• _Directions_:
A. In the Ghost Rider review, which actor plays Barton Blaze?
B. Write out the stretch of the Ghost Rider review from "The story starts" through "old sparks rekindle.", substituting "newspaper reporter" for "TV reporter".
C. Proceed with the Ghost Rider review from the point where it stops.

• _Exercise passage_:
┏━━

Ghost Rider


Robin Clifford of Reeling Reviews
Robin Clifford 
Ghost Rider
Laura Clifford of Reeling Reviews
Laura Clifford 

Young stunt motorcyclist Johnny Blaze (Matt Long) is stunned by the news that his father/mentor/friend/partner, Barton Blaze (Brett Cullen), is dying of cancer. The junior Blaze crosses paths with a mysterious man named Mephisopheles (Peter Fonda) who says he can cure his father for the price of a mere drop of blood – and Johnny’s soul – in Ghost Rider.”

Robin:
OK, turning “graphic novels” into movies is a tricky proposition. Hits, like “The Crow” and, to its fan base of millions, “Spiderman,” are fine adaptations of their original work, maybe even better. My hope is that the original material for “Ghost Rider” is better than the long, rarely amusing or entertaining video comic book that it spawned.

The story starts with young Johnny selling his soul to the Devil to save his dad, only to have to deal backfire (with Mephistopheles’s help). Jump to years later and an older Johnny (Cage) is putting his life on the line with bigger, more dangerous motorcycle stunts. He bumps into his long ago love, Roxanne Simpson (Eva Mandez), now a beautiful TV reporter assigned to interview Johnny, and old sparks rekindle.

┗━━

Saved entries
┏━━

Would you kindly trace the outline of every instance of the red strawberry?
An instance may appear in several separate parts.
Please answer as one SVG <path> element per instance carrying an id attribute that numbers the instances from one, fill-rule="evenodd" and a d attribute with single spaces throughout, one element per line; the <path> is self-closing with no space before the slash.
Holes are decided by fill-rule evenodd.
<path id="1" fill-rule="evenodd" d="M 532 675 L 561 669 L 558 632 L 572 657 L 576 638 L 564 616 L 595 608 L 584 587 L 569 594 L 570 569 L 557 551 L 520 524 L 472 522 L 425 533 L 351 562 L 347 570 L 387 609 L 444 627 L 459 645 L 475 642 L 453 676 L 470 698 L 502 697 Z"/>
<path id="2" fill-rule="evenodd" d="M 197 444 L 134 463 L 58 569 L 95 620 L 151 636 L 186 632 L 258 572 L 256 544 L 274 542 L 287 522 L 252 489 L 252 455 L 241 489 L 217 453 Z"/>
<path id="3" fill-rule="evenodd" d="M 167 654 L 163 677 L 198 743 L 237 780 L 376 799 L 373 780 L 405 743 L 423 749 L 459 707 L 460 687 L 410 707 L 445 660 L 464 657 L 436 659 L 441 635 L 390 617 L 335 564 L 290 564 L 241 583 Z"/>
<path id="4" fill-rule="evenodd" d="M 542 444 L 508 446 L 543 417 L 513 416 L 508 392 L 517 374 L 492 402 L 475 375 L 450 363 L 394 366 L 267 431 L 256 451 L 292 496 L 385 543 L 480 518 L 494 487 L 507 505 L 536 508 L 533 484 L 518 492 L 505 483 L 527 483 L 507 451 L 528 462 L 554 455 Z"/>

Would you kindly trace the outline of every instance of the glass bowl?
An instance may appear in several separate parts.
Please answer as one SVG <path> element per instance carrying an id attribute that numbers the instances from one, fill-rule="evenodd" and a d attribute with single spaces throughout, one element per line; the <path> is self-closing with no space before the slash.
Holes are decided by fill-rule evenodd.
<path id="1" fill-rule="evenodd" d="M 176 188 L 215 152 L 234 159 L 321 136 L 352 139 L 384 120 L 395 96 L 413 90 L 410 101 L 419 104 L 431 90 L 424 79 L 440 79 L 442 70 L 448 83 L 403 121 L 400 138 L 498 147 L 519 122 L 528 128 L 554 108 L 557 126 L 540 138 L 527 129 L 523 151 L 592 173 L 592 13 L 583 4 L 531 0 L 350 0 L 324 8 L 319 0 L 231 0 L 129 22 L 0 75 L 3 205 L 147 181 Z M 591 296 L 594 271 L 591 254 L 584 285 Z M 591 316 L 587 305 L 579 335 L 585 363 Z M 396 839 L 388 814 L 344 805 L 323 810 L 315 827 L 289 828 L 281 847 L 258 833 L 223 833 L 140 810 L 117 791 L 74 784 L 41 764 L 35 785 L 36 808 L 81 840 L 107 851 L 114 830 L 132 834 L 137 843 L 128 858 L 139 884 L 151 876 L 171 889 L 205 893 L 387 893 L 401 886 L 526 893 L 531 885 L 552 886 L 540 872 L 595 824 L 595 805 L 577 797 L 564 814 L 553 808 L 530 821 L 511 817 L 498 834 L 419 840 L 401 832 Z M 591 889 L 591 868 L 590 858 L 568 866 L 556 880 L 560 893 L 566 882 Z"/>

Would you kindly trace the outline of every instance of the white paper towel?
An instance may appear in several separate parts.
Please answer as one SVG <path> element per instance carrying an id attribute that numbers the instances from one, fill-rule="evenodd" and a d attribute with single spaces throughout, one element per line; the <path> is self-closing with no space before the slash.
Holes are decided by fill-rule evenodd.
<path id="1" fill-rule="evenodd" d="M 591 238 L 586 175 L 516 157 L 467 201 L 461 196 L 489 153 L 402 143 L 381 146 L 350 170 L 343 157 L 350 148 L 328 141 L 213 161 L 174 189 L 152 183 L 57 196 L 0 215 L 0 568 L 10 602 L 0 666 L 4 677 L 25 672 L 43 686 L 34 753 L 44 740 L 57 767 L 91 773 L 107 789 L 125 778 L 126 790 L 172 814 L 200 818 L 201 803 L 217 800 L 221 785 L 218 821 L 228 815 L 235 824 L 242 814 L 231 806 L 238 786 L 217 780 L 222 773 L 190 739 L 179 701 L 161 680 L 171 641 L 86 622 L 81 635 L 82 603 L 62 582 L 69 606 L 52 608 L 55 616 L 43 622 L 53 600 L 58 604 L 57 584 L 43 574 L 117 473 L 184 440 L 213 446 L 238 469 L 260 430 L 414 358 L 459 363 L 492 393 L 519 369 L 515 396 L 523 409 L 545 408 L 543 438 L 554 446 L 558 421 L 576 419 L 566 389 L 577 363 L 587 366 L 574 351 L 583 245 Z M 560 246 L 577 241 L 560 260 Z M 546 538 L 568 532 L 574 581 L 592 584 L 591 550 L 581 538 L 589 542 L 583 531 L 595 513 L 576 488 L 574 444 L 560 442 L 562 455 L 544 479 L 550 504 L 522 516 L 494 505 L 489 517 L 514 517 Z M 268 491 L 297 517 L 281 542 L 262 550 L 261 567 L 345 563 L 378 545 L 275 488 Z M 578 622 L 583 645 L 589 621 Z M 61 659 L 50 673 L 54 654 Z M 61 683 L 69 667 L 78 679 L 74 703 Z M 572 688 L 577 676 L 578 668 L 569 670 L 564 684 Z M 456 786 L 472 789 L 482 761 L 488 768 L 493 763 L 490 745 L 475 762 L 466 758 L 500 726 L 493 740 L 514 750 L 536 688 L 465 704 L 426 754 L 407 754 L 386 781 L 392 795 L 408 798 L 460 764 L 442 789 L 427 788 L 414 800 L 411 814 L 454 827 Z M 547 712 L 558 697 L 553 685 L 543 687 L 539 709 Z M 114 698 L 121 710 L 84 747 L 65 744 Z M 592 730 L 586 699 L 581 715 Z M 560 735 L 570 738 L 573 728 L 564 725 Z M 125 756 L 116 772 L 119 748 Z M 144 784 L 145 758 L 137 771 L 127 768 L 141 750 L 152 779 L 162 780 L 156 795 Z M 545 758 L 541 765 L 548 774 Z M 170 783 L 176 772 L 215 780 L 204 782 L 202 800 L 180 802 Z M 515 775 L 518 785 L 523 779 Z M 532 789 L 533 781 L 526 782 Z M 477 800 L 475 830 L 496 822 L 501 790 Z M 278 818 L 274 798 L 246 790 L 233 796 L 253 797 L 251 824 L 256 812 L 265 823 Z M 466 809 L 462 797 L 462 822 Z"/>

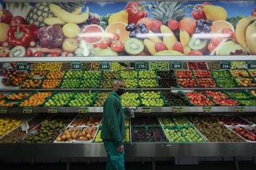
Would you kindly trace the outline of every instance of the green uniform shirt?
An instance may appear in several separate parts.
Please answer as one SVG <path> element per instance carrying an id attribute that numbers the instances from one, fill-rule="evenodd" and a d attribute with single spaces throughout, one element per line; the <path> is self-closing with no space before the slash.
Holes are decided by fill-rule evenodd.
<path id="1" fill-rule="evenodd" d="M 101 137 L 113 141 L 118 147 L 122 145 L 125 137 L 124 114 L 128 108 L 123 108 L 121 97 L 112 91 L 104 103 Z"/>

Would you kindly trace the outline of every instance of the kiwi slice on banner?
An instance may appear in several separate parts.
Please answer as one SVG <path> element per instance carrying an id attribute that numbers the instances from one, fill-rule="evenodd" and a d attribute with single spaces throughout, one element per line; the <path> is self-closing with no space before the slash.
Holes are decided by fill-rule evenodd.
<path id="1" fill-rule="evenodd" d="M 139 55 L 144 50 L 144 44 L 142 40 L 129 38 L 124 43 L 126 52 L 129 55 Z"/>
<path id="2" fill-rule="evenodd" d="M 207 50 L 207 39 L 192 36 L 189 39 L 188 45 L 192 50 L 198 50 L 204 53 Z"/>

┗━━

• _Results for each task_:
A. Brett Cullen

B.
The story starts with young Johnny selling his soul to the Devil to save his dad, only to have to deal backfire (with Mephistopheles’s help). Jump to years later and an older Johnny (Cage) is putting his life on the line with bigger, more dangerous motorcycle stunts. He bumps into his long ago love, Roxanne Simpson (Eva Mandez), now a beautiful newspaper reporter assigned to interview Johnny, and old sparks rekindle.

C.
But, there’s trouble afoot when the son of Satin, Blackheart (Wes Bentley), and his evil minion arrive on Earth to find the lost contract that sold the souls of an entire town to the Devil. If Blackheart can fin that scroll, he will have the power to challenge his father for the right to rule mankind with an evil fist. Mephistopheles invokes his long quiescent deal with Johnny and the daredevil biker turns into flaming, powerful and invincible Ghost Rider.

This “boy gets girl, boy loses girl when he sells his soul to the devil, boy gets girl back and uses his supernatural power to fight evil” story – woops! I just gave the whole thing away – is long on fiery CGI action and short on character development. This, I suppose, makes sense since two-thirds of the movie is the former, leaving little time for the later. As such, “Ghost Rider” (based on the Marvel comic series) is for fan boys (and girls) only. I, not a fan boy, was bored to tears and just wanted the nearly two hour comic book video to end. There is nothing that I’ve not seen done before, and better (I immediately think of the much-maligned “Constantine”).

Acting is of a caliber with the simplistic story. Cage is OK as the earthly Johnny Blaze but is off screen most of the time when he morphs into Ghost Rider. This is not a stretch for the man who gave the brilliant turn in “Leaving Las Vegas.” Eva Mendez is oddly developed as Roxanne. On one hand she is the innocent, Polly Purebred type. On the other, she is decked out in tight fitting costumes with va-voom cleavage and long, shapely legs. I guess she’s supposed to be every boy’s dream of the girl next door. Wes Bentley is all right as the spoiled evil son of the Devil and supernatural Brat Pack leader, Blackheart. Peter Fonda nearly dodders as the Prince of Darkness. Sam Elliott lends his gravelly voice and craggy good looks well as the Caretaker, Johnny’s muse, and my favorite thing about “Ghost Rider.” All in all, a bunch of good actors with nothing to do.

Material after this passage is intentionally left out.